──────── 本文

原宿という土地柄か、外国からの観光客も多くいらっしゃるんだとか
小松:ギャラリーWESTの3階に、1994年に開催された『デザフェス』1回目からの写真を収めたアルバムが置いてあるんですよ。それらを見ると、初めたばかりのイベント規模は今よりもはるかに小さくて。でもどんどん来場者が増えて、出展したいという方も増えて。今ではたくさんの方にご参加いただいています。あの場を通じて、自分も表現したいと思ってくださる方が増えているというのもうれしいです。
ギャラリーWEST3階のラウンジにある資料スペースで、これまでのデザフェスを振り返ることができる(撮影=小杉美香)
ーー 30年間も続けるというのはなかなか珍しいと思います。どんなところにその理由があると思いますか?

────────────────
──────── 生データ

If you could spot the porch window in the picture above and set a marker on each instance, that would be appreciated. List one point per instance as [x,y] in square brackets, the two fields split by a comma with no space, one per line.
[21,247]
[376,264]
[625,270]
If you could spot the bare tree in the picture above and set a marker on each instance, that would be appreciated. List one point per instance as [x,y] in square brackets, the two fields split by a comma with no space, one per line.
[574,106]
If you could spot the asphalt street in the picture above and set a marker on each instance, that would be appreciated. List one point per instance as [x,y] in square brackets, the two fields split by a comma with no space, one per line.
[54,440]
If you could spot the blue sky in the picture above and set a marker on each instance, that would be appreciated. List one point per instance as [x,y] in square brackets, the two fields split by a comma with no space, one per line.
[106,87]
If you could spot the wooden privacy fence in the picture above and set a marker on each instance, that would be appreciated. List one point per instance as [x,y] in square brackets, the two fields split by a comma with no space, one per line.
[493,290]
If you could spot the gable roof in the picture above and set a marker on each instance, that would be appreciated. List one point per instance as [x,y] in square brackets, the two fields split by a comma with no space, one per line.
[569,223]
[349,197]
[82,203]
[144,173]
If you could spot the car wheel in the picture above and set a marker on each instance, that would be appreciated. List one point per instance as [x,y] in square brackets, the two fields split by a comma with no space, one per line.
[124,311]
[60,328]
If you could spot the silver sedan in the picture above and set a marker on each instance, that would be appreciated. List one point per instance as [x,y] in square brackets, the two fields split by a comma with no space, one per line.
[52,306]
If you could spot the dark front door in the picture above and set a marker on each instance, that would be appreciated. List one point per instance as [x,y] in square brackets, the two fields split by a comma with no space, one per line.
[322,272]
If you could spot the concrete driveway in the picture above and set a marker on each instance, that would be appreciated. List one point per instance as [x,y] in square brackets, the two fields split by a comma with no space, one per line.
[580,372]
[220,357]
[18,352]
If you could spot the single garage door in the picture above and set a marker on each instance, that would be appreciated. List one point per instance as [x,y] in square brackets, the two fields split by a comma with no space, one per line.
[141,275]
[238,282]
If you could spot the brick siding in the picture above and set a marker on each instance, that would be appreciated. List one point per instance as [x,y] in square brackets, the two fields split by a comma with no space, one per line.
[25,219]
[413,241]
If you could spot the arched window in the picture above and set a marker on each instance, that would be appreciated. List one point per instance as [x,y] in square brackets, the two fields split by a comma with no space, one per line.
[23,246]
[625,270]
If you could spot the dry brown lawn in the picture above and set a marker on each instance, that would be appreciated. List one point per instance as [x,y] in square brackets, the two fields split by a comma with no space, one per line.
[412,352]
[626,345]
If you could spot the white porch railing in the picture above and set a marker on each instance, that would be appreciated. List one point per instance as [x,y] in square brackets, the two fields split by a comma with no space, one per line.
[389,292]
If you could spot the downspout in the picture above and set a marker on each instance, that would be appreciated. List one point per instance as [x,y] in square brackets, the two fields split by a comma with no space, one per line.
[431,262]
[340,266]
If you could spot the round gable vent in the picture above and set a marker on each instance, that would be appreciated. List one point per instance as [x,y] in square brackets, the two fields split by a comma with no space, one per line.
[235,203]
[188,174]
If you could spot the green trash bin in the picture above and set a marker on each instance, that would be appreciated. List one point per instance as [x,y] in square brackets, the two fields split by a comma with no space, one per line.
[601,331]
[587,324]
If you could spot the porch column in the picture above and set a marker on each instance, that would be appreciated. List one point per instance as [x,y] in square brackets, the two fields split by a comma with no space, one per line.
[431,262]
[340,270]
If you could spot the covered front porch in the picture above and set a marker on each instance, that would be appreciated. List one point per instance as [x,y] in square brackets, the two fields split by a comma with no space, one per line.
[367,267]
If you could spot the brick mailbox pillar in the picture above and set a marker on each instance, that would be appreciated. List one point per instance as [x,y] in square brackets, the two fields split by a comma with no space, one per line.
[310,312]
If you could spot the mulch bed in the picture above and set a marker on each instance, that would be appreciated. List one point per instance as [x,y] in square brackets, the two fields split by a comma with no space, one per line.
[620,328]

────────────────

**課題の説明:** 本文によると、ギャラリーWESTの3階に置いてあるアルバムには、いつからの写真が収められているか。

**解答:** 1994年に開催された『デザフェス』1回目からの写真。